* INSTRUCTIONS FOR THE TASK:
Copy the lines below exactly. Start at the first and finish with the line containing "positive clicks: (494, 488)".

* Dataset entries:

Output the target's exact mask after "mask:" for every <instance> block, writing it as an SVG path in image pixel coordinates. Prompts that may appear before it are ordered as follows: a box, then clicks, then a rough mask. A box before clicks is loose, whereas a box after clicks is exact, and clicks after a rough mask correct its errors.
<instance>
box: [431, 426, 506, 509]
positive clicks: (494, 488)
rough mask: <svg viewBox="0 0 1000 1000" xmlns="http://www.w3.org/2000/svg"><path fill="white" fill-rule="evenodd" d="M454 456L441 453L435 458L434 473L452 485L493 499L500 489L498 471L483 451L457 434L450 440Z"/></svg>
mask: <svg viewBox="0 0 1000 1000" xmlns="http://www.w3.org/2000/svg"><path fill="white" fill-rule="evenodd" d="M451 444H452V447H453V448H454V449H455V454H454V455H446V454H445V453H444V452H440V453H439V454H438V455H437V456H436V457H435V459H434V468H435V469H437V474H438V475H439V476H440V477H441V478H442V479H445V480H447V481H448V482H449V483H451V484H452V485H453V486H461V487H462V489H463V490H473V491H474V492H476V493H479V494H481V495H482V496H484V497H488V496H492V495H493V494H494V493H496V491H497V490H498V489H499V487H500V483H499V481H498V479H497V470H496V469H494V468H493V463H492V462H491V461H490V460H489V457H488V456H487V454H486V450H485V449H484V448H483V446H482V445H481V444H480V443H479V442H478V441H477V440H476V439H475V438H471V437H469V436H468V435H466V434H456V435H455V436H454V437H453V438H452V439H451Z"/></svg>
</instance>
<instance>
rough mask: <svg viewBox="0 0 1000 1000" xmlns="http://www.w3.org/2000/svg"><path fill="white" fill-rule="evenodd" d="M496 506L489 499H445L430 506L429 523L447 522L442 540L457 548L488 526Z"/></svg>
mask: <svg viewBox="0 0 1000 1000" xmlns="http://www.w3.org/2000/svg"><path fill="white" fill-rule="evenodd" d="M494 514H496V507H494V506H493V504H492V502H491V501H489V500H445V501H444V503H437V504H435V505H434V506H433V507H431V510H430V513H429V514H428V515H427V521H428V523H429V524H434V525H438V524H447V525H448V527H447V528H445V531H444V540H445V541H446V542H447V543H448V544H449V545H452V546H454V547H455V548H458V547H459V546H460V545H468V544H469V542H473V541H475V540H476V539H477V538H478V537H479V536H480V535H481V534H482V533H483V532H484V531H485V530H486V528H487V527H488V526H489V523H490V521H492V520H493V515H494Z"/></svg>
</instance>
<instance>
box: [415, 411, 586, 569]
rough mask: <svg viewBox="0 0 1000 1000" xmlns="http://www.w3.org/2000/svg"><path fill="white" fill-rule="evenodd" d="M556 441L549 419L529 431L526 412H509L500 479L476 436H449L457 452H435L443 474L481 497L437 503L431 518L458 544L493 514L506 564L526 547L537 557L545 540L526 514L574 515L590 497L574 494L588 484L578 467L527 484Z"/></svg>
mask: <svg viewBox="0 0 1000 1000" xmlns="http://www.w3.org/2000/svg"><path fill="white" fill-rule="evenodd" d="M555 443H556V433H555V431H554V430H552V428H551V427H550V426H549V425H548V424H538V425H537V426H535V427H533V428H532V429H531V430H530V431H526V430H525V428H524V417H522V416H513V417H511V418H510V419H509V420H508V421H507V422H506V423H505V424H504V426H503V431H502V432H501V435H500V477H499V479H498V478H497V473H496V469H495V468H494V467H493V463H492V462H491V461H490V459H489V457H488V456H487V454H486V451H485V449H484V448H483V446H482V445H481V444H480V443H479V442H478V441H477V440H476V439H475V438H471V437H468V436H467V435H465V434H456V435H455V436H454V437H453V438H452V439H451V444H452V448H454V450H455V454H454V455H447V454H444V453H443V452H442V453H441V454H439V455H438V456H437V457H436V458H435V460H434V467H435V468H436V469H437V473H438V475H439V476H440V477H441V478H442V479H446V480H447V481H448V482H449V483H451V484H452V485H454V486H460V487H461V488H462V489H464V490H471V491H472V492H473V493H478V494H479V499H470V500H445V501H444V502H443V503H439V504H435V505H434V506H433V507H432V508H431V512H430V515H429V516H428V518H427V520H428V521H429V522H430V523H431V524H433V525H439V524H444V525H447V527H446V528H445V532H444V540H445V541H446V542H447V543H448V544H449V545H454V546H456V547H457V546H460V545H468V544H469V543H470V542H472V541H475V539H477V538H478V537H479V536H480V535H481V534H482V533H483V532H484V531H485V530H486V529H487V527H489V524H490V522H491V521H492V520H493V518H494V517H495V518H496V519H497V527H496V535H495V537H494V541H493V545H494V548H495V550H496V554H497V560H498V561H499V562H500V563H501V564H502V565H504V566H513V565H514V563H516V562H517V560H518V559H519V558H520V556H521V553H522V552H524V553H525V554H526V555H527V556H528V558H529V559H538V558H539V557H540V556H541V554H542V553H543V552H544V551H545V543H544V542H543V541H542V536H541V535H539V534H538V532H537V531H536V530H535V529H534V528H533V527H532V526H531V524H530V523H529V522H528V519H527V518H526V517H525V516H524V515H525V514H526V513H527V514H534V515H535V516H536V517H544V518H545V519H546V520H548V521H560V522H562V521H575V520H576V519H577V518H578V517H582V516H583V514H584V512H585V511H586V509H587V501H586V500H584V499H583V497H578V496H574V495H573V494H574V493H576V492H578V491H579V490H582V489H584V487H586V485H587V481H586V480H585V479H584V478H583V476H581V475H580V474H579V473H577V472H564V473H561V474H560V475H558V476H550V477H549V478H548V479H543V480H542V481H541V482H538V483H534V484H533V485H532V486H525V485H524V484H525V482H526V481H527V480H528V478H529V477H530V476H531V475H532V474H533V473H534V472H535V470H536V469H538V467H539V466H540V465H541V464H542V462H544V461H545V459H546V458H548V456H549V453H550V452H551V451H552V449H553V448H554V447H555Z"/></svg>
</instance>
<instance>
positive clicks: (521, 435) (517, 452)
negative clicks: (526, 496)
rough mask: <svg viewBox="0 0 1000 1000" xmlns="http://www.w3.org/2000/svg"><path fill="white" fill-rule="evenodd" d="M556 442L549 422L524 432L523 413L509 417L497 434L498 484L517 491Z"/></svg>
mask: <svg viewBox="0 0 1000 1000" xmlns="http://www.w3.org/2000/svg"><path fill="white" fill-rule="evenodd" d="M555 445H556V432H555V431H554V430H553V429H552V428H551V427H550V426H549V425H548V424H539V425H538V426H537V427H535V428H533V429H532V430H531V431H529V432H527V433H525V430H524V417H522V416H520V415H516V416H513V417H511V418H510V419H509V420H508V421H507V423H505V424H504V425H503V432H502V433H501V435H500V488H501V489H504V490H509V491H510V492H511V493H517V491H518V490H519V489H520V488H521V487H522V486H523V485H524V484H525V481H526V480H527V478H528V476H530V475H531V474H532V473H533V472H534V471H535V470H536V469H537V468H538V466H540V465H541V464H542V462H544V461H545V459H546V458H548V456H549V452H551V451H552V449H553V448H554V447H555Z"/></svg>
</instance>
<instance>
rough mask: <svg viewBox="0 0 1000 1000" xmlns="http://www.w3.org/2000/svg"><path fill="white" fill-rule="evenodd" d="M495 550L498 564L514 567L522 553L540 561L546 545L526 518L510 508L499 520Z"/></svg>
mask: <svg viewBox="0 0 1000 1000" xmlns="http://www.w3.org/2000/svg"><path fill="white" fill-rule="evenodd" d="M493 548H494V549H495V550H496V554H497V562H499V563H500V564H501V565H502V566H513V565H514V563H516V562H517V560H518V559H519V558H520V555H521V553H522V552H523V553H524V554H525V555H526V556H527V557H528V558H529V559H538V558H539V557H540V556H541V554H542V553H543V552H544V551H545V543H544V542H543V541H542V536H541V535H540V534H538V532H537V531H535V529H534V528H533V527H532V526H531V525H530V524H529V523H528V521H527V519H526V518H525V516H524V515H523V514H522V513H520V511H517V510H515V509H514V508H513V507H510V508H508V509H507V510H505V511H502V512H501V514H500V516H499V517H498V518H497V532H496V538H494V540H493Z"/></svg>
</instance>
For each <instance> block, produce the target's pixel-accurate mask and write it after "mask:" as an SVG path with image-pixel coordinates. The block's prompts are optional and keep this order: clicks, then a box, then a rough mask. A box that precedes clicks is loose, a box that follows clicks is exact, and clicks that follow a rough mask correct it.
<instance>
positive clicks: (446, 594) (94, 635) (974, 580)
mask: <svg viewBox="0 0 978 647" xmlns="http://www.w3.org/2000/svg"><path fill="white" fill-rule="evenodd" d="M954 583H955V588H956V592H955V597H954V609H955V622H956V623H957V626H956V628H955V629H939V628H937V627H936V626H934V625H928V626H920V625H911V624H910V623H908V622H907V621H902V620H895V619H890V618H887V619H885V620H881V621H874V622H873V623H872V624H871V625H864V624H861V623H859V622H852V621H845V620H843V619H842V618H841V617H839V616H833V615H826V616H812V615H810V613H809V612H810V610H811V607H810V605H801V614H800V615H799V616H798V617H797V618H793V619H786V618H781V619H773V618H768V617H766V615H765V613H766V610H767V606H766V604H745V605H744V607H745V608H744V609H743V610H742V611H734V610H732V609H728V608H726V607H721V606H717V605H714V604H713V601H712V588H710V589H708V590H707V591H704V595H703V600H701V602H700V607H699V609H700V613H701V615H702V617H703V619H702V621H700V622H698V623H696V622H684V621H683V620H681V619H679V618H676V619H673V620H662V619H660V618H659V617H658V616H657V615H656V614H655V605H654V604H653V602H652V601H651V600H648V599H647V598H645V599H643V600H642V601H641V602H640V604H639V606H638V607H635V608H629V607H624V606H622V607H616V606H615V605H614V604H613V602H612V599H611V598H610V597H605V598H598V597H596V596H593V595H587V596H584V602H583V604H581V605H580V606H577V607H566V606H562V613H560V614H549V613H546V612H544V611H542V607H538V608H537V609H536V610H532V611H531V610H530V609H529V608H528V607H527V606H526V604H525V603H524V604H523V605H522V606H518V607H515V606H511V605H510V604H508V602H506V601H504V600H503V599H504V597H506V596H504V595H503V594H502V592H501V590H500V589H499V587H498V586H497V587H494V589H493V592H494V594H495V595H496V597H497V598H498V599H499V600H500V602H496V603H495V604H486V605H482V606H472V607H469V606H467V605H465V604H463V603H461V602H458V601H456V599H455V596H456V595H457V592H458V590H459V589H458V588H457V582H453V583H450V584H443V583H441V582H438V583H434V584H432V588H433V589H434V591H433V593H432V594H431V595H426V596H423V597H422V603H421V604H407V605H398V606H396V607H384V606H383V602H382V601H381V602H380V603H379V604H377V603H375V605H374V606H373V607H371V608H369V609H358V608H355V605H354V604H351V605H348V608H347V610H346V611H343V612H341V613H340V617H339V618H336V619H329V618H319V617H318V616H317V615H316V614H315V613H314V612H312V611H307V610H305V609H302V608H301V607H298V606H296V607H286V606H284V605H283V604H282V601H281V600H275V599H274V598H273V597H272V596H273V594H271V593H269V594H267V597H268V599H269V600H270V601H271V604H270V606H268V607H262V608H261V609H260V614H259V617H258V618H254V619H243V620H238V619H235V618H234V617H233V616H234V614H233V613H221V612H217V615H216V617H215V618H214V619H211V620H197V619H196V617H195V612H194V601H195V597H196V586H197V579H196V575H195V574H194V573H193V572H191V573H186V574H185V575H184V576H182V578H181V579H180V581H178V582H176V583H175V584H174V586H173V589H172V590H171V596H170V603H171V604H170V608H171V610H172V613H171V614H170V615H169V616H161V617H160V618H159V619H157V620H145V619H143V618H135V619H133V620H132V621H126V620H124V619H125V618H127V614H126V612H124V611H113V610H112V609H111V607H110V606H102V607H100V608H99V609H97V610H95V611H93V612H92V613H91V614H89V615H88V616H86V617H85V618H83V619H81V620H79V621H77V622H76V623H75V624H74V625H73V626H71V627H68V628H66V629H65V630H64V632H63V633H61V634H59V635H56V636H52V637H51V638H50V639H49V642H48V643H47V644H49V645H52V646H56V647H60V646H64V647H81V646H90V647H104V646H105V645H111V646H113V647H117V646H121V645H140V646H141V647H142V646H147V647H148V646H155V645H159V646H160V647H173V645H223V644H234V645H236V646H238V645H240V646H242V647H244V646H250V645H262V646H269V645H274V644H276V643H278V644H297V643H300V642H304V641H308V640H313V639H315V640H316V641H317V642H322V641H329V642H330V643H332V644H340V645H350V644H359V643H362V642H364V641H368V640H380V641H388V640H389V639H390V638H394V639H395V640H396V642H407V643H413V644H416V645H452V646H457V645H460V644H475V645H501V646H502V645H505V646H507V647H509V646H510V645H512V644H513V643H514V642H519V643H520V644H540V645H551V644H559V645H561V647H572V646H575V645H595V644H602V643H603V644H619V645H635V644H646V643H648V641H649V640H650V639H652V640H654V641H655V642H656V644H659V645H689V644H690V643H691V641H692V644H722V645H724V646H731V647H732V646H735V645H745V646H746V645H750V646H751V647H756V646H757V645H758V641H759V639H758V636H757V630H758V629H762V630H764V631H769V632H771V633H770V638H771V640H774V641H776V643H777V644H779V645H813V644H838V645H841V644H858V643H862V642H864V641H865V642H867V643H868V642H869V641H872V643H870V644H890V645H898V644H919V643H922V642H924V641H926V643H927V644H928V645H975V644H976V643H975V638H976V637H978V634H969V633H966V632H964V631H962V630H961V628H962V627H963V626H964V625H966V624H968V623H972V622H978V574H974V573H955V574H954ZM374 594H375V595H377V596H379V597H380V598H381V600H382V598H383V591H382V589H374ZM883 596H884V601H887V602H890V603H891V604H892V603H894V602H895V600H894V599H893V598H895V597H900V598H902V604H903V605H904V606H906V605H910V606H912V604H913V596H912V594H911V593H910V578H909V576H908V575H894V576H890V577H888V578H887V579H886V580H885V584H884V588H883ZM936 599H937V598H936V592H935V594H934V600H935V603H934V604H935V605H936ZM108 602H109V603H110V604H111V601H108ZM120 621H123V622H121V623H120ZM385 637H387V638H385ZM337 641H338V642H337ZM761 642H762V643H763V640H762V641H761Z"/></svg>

* RESULT OF THE EXERCISE:
Output the target's exact mask after "mask:" for every <instance> block, writing it as an SVG path in image pixel coordinates. Prompts that may appear before it are ordered as follows: a box, then clicks, then a rough mask. A box before clicks is loose, whereas a box after clicks is exact, and clicks after a rough mask correct its errors.
<instance>
box: [431, 426, 506, 509]
positive clicks: (494, 488)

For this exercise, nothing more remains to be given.